◆ **TEXT SHOWN**:
World Series time! Enjoy Premium-level access to most features through the end of the Series!
November 20, 2012
The Value of Good Coaching
Most of our writers didn't enter the world sporting an @baseballprospectus.com address; with a few exceptions, they started out somewhere else. In an effort to up your reading pleasure while tipping our caps to some of the most illuminating work being done elsewhere on the internet, we'll be yielding the stage once a week to the best and brightest baseball writers, researchers and thinkers from outside of the BP umbrella. If you'd like to nominate a guest contributor (including yourself), please drop us a line.
C.J. Nitkowski has played baseball professionally for 19 years. A former no. 1 (ninth overall) draft pick out of St. John's University (NY) in 1994, he spent parts of 10 seasons in the major leagues with eight different clubs. In 2012 he played in the New York Mets’ minor-league system, where he was attempting to make a comeback as a left-handed sidearm pitcher. C.J. has also played in Japan and South Korea. He has been running his own website, CJBaseball.com, since 1997, and you can follow him on Twitter @CJNitkowski. Recently he played the role of Dutch Leonard in the movie 42, a major motion picture starring Harrison Ford and depicting Jackie Robinson's rookie season. The film is set to be released April 13th, 2013.

◆ **SET EXERCISE A**: Put the rows of photos, starting with the first line of the rows and going on through the line with "<point>447,258</point>", into a Markdown table with the columns Nr and Line, one table entry per line and blank lines left out. Leave the pictures out of the answer.

◆ **THE INPUT**:
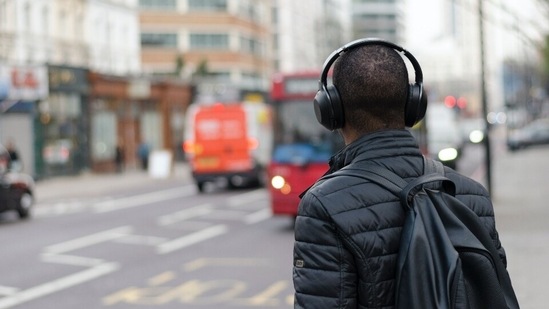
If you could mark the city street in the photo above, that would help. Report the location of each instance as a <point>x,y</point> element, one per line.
<point>131,241</point>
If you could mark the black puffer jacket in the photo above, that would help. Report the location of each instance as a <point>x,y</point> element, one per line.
<point>347,231</point>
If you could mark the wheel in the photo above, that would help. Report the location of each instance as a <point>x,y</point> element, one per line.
<point>25,205</point>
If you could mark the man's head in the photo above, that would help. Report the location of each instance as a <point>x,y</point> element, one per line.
<point>372,82</point>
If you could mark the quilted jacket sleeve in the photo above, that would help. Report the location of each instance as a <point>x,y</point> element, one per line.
<point>324,274</point>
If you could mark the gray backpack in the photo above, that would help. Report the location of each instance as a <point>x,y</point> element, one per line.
<point>446,258</point>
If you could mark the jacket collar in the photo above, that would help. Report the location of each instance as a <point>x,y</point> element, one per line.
<point>384,143</point>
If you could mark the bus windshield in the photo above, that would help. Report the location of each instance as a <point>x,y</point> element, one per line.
<point>299,138</point>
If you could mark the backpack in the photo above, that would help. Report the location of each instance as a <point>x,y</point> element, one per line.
<point>447,258</point>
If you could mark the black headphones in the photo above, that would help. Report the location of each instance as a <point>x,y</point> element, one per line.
<point>327,103</point>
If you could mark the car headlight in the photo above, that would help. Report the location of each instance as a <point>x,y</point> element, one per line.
<point>278,182</point>
<point>447,154</point>
<point>476,136</point>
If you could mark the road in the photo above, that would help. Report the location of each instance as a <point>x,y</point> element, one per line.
<point>167,248</point>
<point>161,246</point>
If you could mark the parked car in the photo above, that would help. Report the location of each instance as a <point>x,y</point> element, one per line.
<point>534,133</point>
<point>16,188</point>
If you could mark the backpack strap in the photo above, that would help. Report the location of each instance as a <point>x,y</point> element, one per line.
<point>432,166</point>
<point>433,177</point>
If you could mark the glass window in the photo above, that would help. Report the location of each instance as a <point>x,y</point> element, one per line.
<point>103,137</point>
<point>208,5</point>
<point>209,41</point>
<point>159,39</point>
<point>158,4</point>
<point>250,45</point>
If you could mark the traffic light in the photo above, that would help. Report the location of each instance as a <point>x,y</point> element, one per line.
<point>450,101</point>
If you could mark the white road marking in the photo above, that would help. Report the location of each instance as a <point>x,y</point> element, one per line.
<point>184,214</point>
<point>246,198</point>
<point>71,260</point>
<point>88,240</point>
<point>191,239</point>
<point>57,285</point>
<point>7,290</point>
<point>140,240</point>
<point>143,199</point>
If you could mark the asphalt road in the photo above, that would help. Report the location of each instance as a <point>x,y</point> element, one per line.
<point>167,248</point>
<point>156,246</point>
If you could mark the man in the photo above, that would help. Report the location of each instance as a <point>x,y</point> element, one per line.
<point>347,231</point>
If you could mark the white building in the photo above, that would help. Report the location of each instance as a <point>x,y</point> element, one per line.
<point>445,37</point>
<point>101,35</point>
<point>305,32</point>
<point>378,19</point>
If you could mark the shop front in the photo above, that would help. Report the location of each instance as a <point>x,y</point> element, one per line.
<point>22,88</point>
<point>128,113</point>
<point>62,125</point>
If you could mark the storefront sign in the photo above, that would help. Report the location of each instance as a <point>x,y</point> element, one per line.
<point>24,82</point>
<point>63,78</point>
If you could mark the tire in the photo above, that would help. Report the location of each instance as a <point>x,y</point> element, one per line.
<point>25,205</point>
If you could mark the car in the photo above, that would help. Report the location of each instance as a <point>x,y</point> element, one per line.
<point>534,133</point>
<point>16,187</point>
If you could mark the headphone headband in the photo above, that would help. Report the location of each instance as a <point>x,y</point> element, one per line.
<point>368,41</point>
<point>327,102</point>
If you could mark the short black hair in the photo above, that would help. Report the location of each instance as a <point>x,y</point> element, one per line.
<point>372,81</point>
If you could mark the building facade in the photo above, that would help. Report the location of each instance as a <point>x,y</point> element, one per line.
<point>71,86</point>
<point>382,19</point>
<point>306,32</point>
<point>225,40</point>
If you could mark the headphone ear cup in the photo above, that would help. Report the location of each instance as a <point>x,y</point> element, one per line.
<point>416,106</point>
<point>328,108</point>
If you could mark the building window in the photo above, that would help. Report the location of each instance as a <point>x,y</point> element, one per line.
<point>208,5</point>
<point>158,39</point>
<point>209,41</point>
<point>250,45</point>
<point>158,4</point>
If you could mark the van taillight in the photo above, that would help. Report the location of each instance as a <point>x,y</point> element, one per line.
<point>253,143</point>
<point>188,147</point>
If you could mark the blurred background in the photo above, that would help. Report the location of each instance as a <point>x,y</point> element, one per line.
<point>160,146</point>
<point>79,77</point>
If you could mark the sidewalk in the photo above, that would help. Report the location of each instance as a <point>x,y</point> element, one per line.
<point>520,197</point>
<point>94,184</point>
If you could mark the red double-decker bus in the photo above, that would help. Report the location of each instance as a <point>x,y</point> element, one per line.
<point>302,147</point>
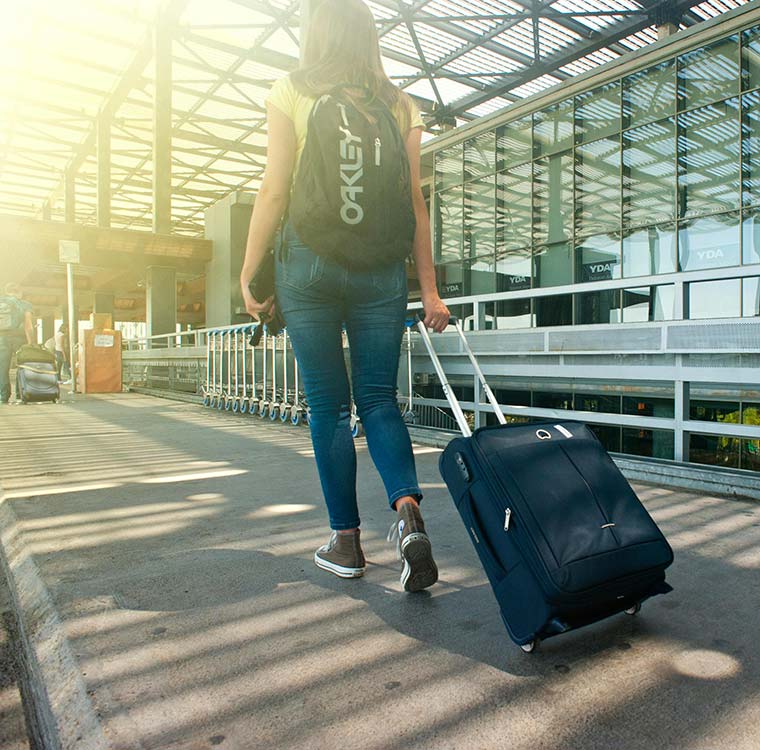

◆ **SET EXERCISE B**: Write what follows next in the Baseball Prospectus guest piece "The Value of Good Coaching," picking up after its final sentence.

◆ **EXPECTED OUTPUT A**:
| Nr | Line |
|---|---|
| 1 | If you could mark the city street in the photo above, that would help. Report the location of each instance as a <point>x,y</point> element, one per line. |
| 2 | <point>131,241</point> |
| 3 | If you could mark the black puffer jacket in the photo above, that would help. Report the location of each instance as a <point>x,y</point> element, one per line. |
| 4 | <point>347,231</point> |
| 5 | If you could mark the wheel in the photo above, that would help. Report the location of each instance as a <point>x,y</point> element, one per line. |
| 6 | <point>25,205</point> |
| 7 | If you could mark the man's head in the photo above, that would help. Report the location of each instance as a <point>x,y</point> element, one per line. |
| 8 | <point>372,82</point> |
| 9 | If you could mark the quilted jacket sleeve in the photo above, that would help. Report the location of each instance as a <point>x,y</point> element, one per line. |
| 10 | <point>324,274</point> |
| 11 | If you could mark the gray backpack in the photo above, that would help. Report the location of each instance as a <point>x,y</point> element, one per line. |
| 12 | <point>446,258</point> |
| 13 | If you could mark the jacket collar in the photo above, that would help. Report the location of each instance as a <point>x,y</point> element, one per line. |
| 14 | <point>384,143</point> |
| 15 | If you could mark the bus windshield in the photo above, that would help. Report the location of each instance as a <point>x,y</point> element, one per line. |
| 16 | <point>299,138</point> |
| 17 | If you could mark the backpack in the photo above, that would help. Report the location of each instance as a <point>x,y</point> element, one per line. |
| 18 | <point>447,258</point> |

◆ **EXPECTED OUTPUT B**:
I have read more times than I care to recount how little impact a manager can have on wins and losses, but that’s another topic for another day. What really befuddles me, though, is when a sabermetric scribe plays down the value coaches can have at the big-league level, with doubt about their usefulness dripping from every sarcastic word.
What I find most puzzling is that not only is it not true, but it comes from a source that could never understand what makes a good coach in professional baseball without guessing. Those opinions on MLB coaches are about as valid as mine on ballet instructors.
Like most players, I was slow to come around to advanced statistics. I remember getting emails from seamheads 10-12 years ago, during my career, discussing the importance of things like on-base percentage over batting average. I was bored by the discussion and quickly dismissed what I viewed as radical, illogical thinking. These fans would get very frustrated with me when I discounted their analysis. I remember one guy in particular who would ask me questions and my opinions on things around the league and then snap back at me because my answers didn’t line up with his sabermetrics-based philosophies. It got a little too intense for my taste, and I eventually stopped reading his emails.
Over time I began to listen, paid closer attention, and came around on some sabermetric thinking. I’m not all in, but I see the value in a lot of it. And as recent history has shown us, there is absolutely a place for stat nerds in baseball, a complementary piece in this great game of ours.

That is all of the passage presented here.